Best 2 weeks of my life
Not 90s but the 2000s in the middle east (keep in mind the same technology was released here at a similar time but adoption was slower due to prices and companies at the time not knowing how to market their products in non-western markets)
I have older siblings and younger siblings and I want say me and my friends in the same age group exist in this weird transitional generation. We are too young to have embraced the optimism and hope of the older generations but we are too old to have just accepting the current status quo as how we found the world to be.
As a child I have used the entire progression of the telephone. I have used landline, dumb Nokia phones, blackberry, smart Nokia phones, and Samsung smart phones. I remember watching both satellite TV and YouTube Minecraft let’s play as a kid. My dad used to take family pictures using both a film camera and a digital camera. I remember when we had to go out I would schedule the VHS recorder (or whatever it’s called in English) to record my favourite cartoon tv show.
But what I believe is the most impactful aspect is the politics. I can clearly remember the Arab Spring (a series of revolutions in 2011). I was too young to understand it at the time but I sure have felt this feeling hope, optimism, and freedom in everyone around me just to realise when I grew up that we’ve lost.
Also LLMs and AI became a thing while I’m in the middle of university so I have seen how the concept of education slowly change from who learnt the skills better to who can make it the fastest with least tokens spent.

Recorded data:
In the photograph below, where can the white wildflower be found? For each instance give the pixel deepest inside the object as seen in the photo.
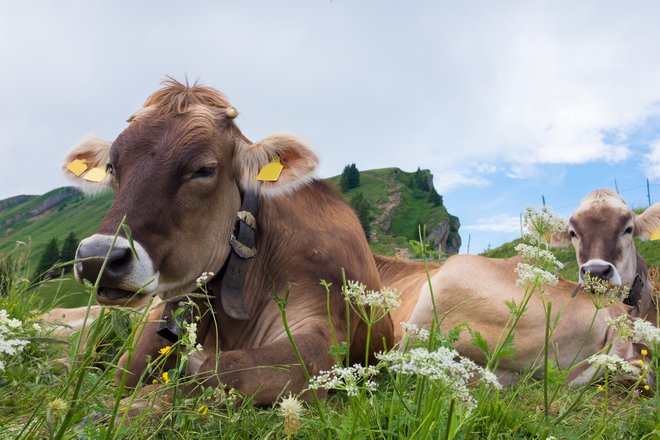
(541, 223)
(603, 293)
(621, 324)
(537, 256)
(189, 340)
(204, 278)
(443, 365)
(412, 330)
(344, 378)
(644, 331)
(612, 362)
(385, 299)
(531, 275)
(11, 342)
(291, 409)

--

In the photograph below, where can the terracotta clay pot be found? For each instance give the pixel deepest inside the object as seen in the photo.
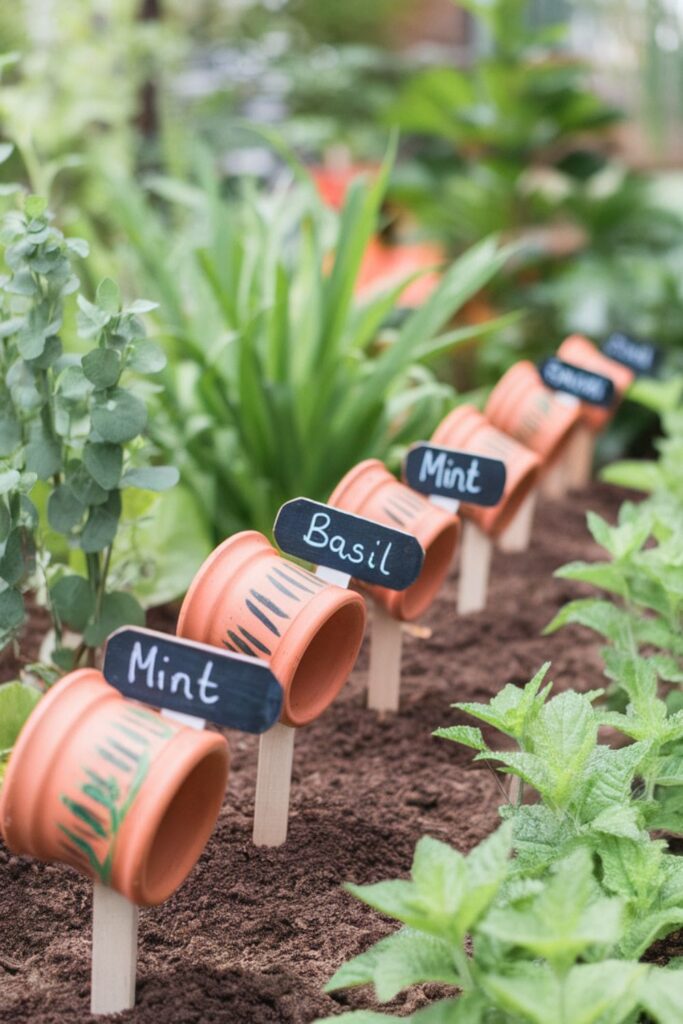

Problems to work on:
A. In the text above about growing up in the 2000s, translate this sentence into Spanish: "I can clearly remember the Arab Spring (a series of revolutions in 2011)."
B. According to the text about growing up in the 2000s, what did the writer's dad use to take family pictures?
C. Rewrite the paragraph of the text about growing up in the 2000s that begins "As a child I have used" as a bulleted list, keeping its main facts.

Responses for each task:
A. Recuerdo claramente la Primavera Árabe (una serie de revoluciones en 2011).

B. Both a film camera and a digital camera.

C.
- Used the full progression of the telephone as a child: landline, dumb Nokia phones, BlackBerry, smart Nokia phones, and Samsung smartphones.
- Watched both satellite TV and YouTube Minecraft let's plays as a kid.
- The writer's dad took family pictures with both a film camera and a digital camera.
- When going out, scheduled the VHS recorder to record a favorite cartoon TV show.